## Brief
Collect each line in the records below that contains the word "tall" and copy it out.

## Records for this task
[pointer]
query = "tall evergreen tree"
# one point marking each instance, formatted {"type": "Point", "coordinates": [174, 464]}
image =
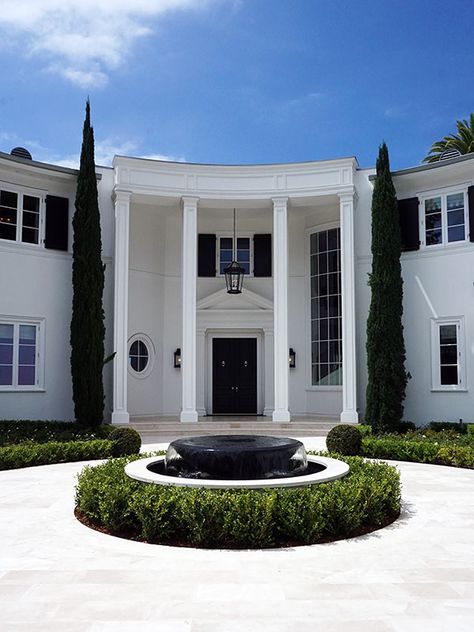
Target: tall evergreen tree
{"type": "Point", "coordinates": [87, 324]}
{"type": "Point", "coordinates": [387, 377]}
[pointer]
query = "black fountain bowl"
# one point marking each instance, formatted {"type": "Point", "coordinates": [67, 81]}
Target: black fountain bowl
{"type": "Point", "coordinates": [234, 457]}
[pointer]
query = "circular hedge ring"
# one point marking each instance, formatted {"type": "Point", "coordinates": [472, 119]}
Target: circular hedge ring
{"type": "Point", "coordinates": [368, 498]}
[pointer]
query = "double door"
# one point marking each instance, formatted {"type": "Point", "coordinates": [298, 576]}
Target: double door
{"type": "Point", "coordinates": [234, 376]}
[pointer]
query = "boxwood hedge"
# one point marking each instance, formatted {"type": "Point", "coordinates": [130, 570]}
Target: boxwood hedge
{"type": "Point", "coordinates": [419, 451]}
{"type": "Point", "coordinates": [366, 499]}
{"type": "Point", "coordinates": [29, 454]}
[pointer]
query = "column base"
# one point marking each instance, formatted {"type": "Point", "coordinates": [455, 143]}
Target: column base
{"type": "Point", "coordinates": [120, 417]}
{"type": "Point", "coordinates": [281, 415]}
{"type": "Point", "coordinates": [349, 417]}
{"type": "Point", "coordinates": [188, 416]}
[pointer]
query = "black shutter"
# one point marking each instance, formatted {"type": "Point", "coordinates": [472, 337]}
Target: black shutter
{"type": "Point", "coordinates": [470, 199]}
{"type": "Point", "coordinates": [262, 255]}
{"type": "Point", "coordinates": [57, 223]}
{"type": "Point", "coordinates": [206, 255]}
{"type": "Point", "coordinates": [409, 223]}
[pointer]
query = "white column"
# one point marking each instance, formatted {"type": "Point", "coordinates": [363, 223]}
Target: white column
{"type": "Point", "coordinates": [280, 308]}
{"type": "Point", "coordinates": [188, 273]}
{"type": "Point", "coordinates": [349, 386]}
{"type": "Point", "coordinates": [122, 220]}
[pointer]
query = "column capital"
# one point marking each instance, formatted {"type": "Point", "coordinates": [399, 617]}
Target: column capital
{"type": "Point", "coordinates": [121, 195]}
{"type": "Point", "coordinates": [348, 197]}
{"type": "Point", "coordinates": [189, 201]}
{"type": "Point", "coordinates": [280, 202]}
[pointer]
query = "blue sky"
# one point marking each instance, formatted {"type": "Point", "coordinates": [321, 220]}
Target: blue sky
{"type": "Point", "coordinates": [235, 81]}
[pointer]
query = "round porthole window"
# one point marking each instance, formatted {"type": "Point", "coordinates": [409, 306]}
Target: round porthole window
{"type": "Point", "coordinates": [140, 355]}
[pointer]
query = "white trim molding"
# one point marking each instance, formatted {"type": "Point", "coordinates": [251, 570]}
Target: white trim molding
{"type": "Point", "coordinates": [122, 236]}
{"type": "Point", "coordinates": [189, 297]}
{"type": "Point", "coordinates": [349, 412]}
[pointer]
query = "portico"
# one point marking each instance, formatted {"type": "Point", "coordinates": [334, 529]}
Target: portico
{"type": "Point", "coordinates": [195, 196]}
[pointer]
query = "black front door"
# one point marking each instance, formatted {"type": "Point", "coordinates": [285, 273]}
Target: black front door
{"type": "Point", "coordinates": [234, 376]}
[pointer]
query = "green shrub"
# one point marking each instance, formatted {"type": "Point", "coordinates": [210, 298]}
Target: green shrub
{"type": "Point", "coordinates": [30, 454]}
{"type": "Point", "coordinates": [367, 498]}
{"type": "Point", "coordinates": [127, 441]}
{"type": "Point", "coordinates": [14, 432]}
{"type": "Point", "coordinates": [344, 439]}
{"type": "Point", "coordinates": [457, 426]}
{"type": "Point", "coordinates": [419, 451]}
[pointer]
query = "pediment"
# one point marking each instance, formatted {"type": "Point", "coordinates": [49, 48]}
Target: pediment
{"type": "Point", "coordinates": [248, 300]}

==

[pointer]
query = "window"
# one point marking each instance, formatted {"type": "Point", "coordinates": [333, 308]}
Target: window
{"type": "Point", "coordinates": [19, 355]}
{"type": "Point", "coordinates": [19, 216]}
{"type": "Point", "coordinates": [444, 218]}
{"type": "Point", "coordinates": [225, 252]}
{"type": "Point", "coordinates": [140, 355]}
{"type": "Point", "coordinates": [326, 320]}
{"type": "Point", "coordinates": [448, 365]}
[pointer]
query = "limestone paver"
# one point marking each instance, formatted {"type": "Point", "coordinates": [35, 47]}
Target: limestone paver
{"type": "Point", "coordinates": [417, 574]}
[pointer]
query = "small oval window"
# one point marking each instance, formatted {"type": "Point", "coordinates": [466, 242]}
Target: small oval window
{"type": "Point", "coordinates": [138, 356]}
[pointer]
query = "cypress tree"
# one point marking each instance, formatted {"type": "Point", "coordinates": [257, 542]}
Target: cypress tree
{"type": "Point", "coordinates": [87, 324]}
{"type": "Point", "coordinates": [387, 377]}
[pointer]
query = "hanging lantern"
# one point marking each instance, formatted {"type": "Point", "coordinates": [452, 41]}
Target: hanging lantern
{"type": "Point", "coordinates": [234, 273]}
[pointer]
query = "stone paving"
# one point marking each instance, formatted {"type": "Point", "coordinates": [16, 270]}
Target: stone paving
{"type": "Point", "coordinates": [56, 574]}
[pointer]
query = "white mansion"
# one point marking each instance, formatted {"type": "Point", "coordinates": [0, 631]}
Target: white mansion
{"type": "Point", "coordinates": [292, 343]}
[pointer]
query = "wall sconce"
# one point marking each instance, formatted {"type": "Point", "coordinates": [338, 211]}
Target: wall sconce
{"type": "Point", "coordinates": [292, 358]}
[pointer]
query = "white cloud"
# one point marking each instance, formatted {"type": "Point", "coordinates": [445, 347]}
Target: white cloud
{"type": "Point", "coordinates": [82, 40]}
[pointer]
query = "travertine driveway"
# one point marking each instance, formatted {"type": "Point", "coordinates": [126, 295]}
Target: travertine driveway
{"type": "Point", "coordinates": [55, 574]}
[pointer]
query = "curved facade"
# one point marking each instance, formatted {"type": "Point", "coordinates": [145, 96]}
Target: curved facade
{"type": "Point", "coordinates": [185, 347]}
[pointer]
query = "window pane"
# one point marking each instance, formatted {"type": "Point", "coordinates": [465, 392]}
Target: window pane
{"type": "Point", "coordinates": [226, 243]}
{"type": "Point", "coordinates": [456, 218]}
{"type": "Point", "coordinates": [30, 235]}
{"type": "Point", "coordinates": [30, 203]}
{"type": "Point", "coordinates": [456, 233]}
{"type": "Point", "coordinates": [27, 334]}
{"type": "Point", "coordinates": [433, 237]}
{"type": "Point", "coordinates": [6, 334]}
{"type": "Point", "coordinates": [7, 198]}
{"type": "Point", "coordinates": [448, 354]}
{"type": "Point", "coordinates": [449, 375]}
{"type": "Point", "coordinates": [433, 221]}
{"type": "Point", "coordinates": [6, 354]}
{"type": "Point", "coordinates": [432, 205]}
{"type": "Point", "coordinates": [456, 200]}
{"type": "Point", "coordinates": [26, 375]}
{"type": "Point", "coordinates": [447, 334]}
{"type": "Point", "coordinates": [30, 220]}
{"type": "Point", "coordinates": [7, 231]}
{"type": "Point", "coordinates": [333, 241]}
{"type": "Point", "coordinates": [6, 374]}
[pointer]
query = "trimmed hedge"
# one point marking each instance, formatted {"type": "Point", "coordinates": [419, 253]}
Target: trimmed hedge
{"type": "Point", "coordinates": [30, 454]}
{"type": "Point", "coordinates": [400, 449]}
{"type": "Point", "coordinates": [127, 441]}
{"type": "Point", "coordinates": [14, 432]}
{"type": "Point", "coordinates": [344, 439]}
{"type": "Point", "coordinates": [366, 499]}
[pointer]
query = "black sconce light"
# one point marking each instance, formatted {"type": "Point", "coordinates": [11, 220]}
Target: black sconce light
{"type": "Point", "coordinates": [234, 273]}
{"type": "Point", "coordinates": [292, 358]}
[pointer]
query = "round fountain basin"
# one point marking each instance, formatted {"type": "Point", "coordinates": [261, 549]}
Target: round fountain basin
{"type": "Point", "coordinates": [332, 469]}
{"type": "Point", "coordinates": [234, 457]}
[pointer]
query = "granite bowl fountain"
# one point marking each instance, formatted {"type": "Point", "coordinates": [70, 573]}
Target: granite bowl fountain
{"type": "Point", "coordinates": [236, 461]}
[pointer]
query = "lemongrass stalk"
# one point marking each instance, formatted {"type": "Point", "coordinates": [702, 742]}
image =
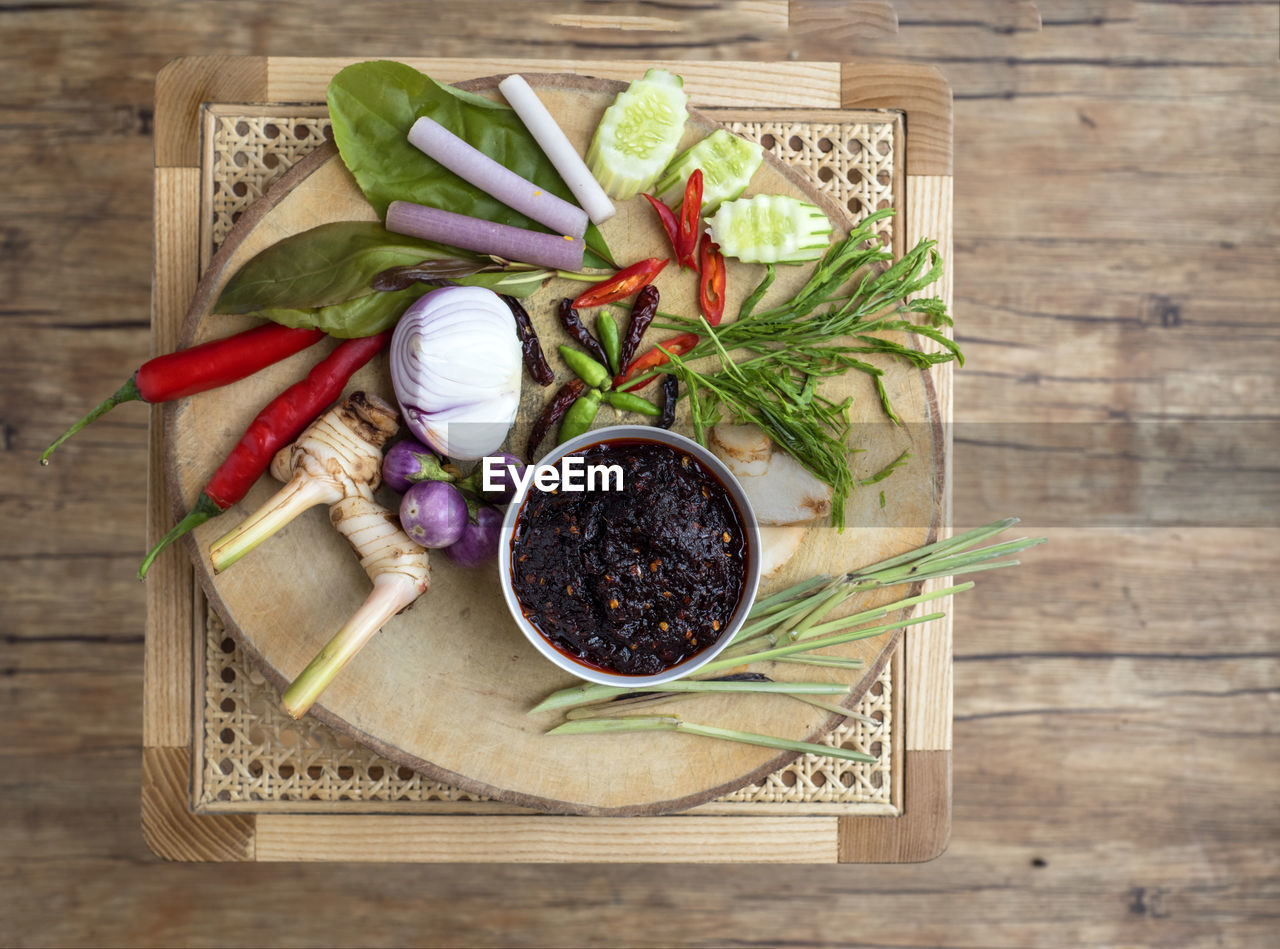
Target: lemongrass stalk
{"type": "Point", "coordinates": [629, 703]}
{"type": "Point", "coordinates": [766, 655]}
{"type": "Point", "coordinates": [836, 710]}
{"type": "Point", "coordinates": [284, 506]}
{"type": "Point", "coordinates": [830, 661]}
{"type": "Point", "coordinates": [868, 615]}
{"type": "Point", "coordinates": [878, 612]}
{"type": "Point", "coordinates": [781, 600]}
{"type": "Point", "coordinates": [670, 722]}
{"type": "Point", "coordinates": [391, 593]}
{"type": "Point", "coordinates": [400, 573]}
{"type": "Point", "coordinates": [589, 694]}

## Response below
query = "tall evergreen tree"
Target: tall evergreen tree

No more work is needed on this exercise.